> _GIVEN RECORDS_:
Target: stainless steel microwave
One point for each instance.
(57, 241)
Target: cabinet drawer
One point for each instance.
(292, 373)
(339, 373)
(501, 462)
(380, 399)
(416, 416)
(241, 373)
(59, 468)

> _GOAL OF THE EXERCISE_:
All of the entries above should be transcribed exactly, line for line.

> _YOUR SOLUTION_:
Target: stainless steel microwave
One point for each instance.
(57, 241)
Target: cabinet drawer
One point for each instance.
(292, 373)
(339, 373)
(501, 462)
(380, 399)
(416, 416)
(241, 373)
(59, 468)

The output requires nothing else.